## TASK REQUIREMENTS
[1] From the profile of Max Metzker, list every medal in its medal record, giving the medal, the Games and city with year, and the event for each.
[2] Reproduce the part of the Max Metzker profile starting with "South African Olympic" and going on through "the 400-metre event.".

START PASSAGE

Personal information
- Full name: Maxwell Raymond Metzker
- Nickname: "Max"
- National team: Australia
- Born: 8 March 1960 (age 66) Durban, South Africa
- Height: 1.79 m (5 ft 10 in)
- Weight: 70 kg (154 lb)

Sport
- Sport: Swimming
- Strokes: Freestyle
- College team: University of Alabama

Medal record
Men's swimming
Representing Australia
Olympic Games
| Bronze medal – third place | 1980 Moscow | 1500 m freestyle |
Commonwealth Games
| Gold medal – first place | 1978 Edmonton | 1500 m freestyle |
| Gold medal – first place | 1978 Edmonton | 4×200 m freestyle |
| Gold medal – first place | 1982 Brisbane | 1500 m freestyle |
| Bronze medal – third place | 1978 Edmonton | 400 m freestyle |

= Max Metzker =

South African Olympic swimmer

Maxwell Raymond Metzker (born 8 March 1960) is a South African-born former long-distance freestyle swimmer who represented Australia in the late 1970s and early 1980s, who won a bronze medal in the 1500 m freestyle at the 1980 Summer Olympics in Moscow. He was a co-flagbearer with Denise Boyd at the opening ceremony, when Australia marched under the Olympic flag to protest the Soviet Union's invasion of Afghanistan.

Metzker first showed his international pedigree in the pool at the 1976 Summer Olympics in Montreal, coming sixth in the 1500-metre freestyle and 13th in the 400-metre event.

END PASSAGE
START DATA UNDER STUDY

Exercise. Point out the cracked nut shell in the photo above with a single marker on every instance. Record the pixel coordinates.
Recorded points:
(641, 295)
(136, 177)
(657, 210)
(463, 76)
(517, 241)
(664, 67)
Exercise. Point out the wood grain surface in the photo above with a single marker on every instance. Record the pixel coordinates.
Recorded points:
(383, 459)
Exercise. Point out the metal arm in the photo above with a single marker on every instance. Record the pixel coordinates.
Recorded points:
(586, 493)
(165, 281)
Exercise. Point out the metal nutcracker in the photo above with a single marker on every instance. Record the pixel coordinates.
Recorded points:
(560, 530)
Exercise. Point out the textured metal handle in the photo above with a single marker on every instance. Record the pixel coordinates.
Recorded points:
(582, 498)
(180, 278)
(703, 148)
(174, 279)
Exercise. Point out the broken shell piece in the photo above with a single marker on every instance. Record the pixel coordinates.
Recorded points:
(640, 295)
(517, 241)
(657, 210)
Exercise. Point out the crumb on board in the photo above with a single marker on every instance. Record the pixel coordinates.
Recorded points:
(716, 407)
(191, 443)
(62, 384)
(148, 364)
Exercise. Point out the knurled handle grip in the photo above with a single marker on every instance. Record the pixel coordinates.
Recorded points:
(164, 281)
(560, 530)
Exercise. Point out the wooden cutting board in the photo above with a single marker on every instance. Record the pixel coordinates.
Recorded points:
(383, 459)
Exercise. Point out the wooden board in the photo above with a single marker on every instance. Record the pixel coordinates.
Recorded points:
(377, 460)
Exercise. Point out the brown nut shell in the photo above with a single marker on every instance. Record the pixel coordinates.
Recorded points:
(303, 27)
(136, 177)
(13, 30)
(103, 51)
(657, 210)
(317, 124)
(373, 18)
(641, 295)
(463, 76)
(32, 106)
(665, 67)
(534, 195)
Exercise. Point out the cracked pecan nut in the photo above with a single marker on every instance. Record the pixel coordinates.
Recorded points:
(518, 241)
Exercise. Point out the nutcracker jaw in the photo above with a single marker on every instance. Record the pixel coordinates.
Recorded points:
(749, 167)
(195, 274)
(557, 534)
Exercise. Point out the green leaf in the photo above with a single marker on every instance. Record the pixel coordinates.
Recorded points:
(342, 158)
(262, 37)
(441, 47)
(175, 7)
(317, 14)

END DATA UNDER STUDY

## RESPONSE LIST
[1]
- Bronze, Olympic Games, 1980 Moscow, 1500 m freestyle
- Gold, Commonwealth Games, 1978 Edmonton, 1500 m freestyle
- Gold, Commonwealth Games, 1978 Edmonton, 4×200 m freestyle
- Gold, Commonwealth Games, 1982 Brisbane, 1500 m freestyle
- Bronze, Commonwealth Games, 1978 Edmonton, 400 m freestyle

[2]
South African Olympic swimmer

Maxwell Raymond Metzker (born 8 March 1960) is a South African-born former long-distance freestyle swimmer who represented Australia in the late 1970s and early 1980s, who won a bronze medal in the 1500 m freestyle at the 1980 Summer Olympics in Moscow. He was a co-flagbearer with Denise Boyd at the opening ceremony, when Australia marched under the Olympic flag to protest the Soviet Union's invasion of Afghanistan.

Metzker first showed his international pedigree in the pool at the 1976 Summer Olympics in Montreal, coming sixth in the 1500-metre freestyle and 13th in the 400-metre event.